* Short exercise: Write out all the entries below again, changing "red" to "crimson" everywhere and keeping every other line the same. Leave out the pictures.
* * * * *
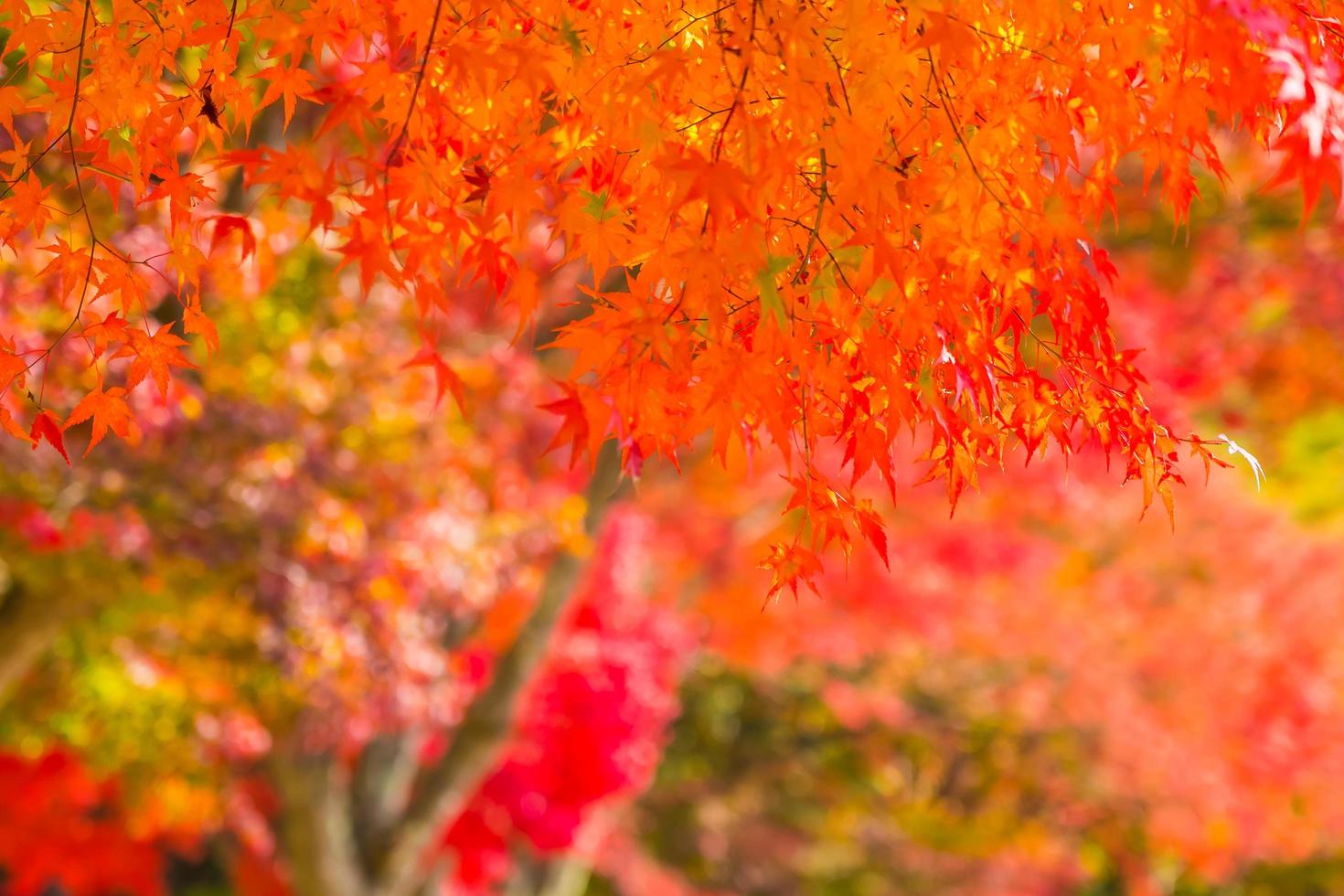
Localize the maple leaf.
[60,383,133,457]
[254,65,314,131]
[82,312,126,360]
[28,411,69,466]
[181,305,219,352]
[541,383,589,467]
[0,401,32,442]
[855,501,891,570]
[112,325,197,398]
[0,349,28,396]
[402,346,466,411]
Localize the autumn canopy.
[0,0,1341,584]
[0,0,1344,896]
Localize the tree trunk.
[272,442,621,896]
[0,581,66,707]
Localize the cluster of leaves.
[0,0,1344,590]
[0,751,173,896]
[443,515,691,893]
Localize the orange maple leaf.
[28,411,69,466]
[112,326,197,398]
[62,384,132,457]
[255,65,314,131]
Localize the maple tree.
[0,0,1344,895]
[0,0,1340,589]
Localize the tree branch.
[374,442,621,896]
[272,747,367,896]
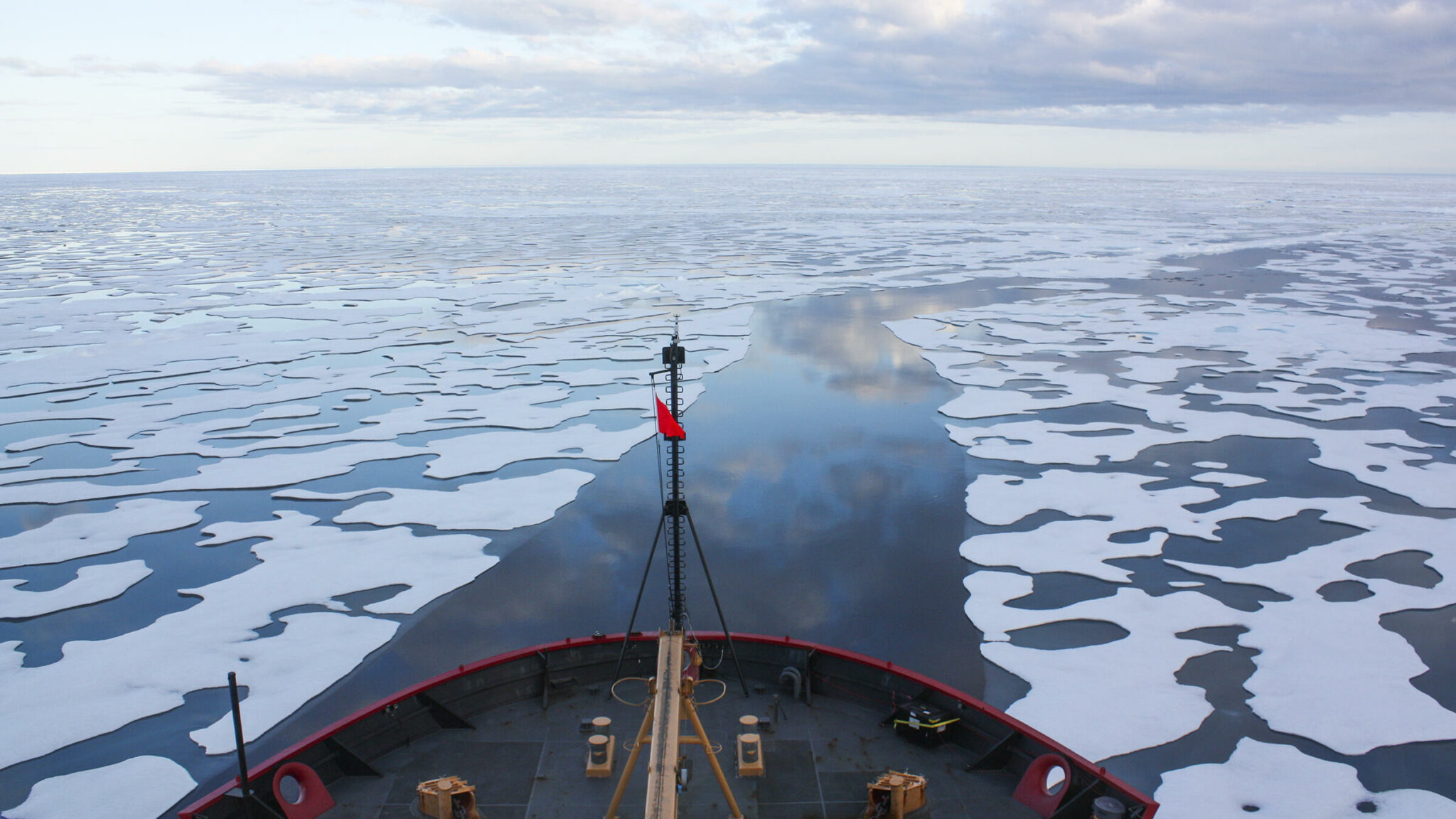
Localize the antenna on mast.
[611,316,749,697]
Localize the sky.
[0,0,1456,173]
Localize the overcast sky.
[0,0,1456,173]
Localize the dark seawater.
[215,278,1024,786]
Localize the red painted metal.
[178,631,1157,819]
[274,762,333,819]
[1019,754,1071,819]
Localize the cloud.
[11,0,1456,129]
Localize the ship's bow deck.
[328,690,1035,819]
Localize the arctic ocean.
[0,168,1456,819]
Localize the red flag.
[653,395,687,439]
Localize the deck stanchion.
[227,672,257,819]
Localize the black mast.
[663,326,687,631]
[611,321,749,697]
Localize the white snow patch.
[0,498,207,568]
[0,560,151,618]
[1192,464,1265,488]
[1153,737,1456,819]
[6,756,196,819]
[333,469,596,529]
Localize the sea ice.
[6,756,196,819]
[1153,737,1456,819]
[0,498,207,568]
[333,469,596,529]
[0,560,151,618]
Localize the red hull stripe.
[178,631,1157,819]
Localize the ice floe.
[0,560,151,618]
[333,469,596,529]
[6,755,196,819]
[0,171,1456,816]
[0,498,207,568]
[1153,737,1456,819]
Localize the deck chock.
* * * * *
* Exercise answer:
Localize the maple leaf.
[60,383,133,457]
[254,65,314,131]
[82,312,126,360]
[28,411,69,466]
[181,305,219,352]
[541,383,589,467]
[0,401,32,442]
[855,501,891,570]
[112,325,197,398]
[0,349,28,396]
[402,346,466,411]
Localize the autumn canopy.
[0,0,1341,584]
[0,0,1344,896]
Localize the tree trunk.
[272,442,621,896]
[0,581,66,707]
Localize the cluster of leaves.
[0,0,1344,590]
[0,751,173,896]
[443,515,691,893]
Localize the orange maple leaf.
[28,411,69,466]
[112,326,197,398]
[62,384,132,457]
[255,65,314,131]
Localize the maple tree.
[0,0,1344,895]
[0,0,1340,589]
Localize the tree branch.
[374,442,621,896]
[272,747,367,896]
Localize the antenna on mast.
[611,316,749,697]
Localize the sky.
[0,0,1456,173]
Localize the overcast sky.
[0,0,1456,173]
Localize the dark seawater.
[215,278,1024,786]
Localize the crimson painted metal.
[178,631,1157,819]
[274,762,333,819]
[1019,754,1071,819]
Localize the cloud.
[11,0,1456,129]
Localize the ship's bow deck.
[328,690,1035,819]
Localize the arctic ocean.
[0,168,1456,819]
Localize the crimson flag.
[653,395,687,439]
Localize the deck stanchion.
[227,672,257,819]
Localize the black mast.
[663,326,687,631]
[611,321,749,697]
Localize the white snow patch.
[0,498,207,568]
[0,560,151,618]
[1192,464,1265,488]
[1153,737,1456,819]
[6,756,196,819]
[333,469,596,529]
Localize the sea ice.
[6,756,196,819]
[1153,737,1456,819]
[0,498,207,568]
[333,469,596,529]
[0,560,151,618]
Localize the crimson hull stripe.
[178,631,1157,819]
Localize the ice floe.
[0,560,151,618]
[333,469,596,529]
[6,755,196,819]
[0,171,1456,816]
[0,498,207,568]
[1153,737,1456,819]
Localize the deck chock.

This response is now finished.